TASK GOAL: Output the lines below, from the line with "where the silver" through the line with "386, 320, 469, 331", both included, as a Markdown table with the columns Row and Line. Number each row and omit blank lines.

(Some records)
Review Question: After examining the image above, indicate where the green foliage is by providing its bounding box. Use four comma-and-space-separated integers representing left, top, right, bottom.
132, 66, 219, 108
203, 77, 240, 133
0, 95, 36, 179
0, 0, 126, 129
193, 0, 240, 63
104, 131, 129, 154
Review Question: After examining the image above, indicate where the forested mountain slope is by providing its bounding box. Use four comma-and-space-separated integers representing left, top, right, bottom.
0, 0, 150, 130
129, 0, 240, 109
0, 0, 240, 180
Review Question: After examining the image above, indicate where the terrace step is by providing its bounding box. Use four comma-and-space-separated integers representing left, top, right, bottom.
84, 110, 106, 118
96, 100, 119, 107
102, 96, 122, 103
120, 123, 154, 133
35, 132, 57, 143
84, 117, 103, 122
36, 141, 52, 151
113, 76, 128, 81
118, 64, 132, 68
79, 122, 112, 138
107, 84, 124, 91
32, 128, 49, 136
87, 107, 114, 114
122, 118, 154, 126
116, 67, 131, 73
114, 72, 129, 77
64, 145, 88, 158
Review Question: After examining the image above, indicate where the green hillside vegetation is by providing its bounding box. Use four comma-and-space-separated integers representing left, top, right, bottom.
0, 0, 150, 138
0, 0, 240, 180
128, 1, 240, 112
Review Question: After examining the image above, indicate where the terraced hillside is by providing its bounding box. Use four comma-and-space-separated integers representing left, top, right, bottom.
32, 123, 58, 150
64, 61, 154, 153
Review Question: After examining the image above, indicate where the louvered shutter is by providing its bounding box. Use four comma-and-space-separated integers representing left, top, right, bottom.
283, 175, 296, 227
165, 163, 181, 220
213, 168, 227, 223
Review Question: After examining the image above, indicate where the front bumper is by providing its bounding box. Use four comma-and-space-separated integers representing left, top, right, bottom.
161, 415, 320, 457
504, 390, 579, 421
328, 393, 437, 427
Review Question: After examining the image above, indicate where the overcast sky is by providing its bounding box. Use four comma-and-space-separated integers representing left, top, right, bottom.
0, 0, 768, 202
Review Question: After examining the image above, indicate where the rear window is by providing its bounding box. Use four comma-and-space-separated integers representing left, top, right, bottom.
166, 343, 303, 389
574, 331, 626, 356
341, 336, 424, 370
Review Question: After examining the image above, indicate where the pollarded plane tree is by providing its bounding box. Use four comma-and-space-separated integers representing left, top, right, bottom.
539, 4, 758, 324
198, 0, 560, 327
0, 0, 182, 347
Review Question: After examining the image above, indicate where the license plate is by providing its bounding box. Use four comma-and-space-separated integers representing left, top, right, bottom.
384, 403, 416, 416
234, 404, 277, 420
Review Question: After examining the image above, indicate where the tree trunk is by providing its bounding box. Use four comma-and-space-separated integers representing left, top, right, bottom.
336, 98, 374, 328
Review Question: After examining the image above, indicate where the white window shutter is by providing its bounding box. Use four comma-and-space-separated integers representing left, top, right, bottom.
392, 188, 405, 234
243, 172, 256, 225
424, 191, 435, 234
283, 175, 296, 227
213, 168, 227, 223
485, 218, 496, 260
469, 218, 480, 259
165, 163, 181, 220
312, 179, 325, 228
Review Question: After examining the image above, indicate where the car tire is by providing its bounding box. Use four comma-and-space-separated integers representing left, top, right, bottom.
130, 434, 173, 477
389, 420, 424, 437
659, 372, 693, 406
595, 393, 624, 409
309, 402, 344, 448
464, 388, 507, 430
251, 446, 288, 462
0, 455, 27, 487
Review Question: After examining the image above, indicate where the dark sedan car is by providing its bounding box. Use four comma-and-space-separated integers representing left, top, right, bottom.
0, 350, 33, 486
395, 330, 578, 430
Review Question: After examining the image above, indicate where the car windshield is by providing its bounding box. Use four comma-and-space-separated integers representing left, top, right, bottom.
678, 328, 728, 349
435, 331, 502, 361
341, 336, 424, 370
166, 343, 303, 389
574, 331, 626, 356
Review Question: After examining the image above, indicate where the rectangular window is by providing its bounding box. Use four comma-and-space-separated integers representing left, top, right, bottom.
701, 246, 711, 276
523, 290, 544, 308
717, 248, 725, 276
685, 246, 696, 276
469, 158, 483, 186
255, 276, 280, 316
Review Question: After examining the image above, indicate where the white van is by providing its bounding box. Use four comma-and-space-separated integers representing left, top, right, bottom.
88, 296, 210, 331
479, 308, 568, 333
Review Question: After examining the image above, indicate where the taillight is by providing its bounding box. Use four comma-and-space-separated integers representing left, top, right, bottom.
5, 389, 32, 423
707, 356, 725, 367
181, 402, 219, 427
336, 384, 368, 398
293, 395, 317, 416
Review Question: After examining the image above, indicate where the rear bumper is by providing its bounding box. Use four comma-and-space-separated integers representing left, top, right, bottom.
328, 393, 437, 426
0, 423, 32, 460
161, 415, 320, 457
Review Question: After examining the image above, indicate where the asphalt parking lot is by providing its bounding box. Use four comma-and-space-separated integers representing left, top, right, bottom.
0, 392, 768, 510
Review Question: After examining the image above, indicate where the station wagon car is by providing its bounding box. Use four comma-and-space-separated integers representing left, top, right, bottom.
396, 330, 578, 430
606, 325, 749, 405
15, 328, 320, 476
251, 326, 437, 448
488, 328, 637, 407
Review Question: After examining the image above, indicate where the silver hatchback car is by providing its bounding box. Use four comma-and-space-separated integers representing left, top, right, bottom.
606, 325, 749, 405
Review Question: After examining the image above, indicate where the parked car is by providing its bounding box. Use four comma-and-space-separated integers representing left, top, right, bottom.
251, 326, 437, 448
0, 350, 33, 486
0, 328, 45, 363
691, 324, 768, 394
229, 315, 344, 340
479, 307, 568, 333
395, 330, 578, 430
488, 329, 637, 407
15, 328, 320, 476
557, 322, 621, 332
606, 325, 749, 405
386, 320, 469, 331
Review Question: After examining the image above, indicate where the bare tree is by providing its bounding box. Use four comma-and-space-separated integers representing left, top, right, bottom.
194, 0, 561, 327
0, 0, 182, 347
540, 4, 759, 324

FULL OUTPUT:
| Row | Line |
|---|---|
| 1 | Review Question: After examining the image above, indicate where the silver hatchback car is by providing its bounding box. Use four comma-and-space-separated integers representing left, top, right, bottom. |
| 2 | 606, 325, 749, 405 |
| 3 | Review Question: After examining the image above, indicate where the parked car is by providing its bounding box. Use four comma-and-space-separated integers representing left, top, right, bottom. |
| 4 | 251, 326, 437, 448 |
| 5 | 0, 350, 33, 486 |
| 6 | 0, 328, 45, 363 |
| 7 | 691, 324, 768, 394 |
| 8 | 229, 315, 344, 340 |
| 9 | 479, 307, 568, 333 |
| 10 | 395, 330, 578, 430 |
| 11 | 488, 329, 637, 407 |
| 12 | 15, 328, 320, 476 |
| 13 | 557, 322, 621, 332 |
| 14 | 606, 325, 749, 405 |
| 15 | 386, 320, 469, 331 |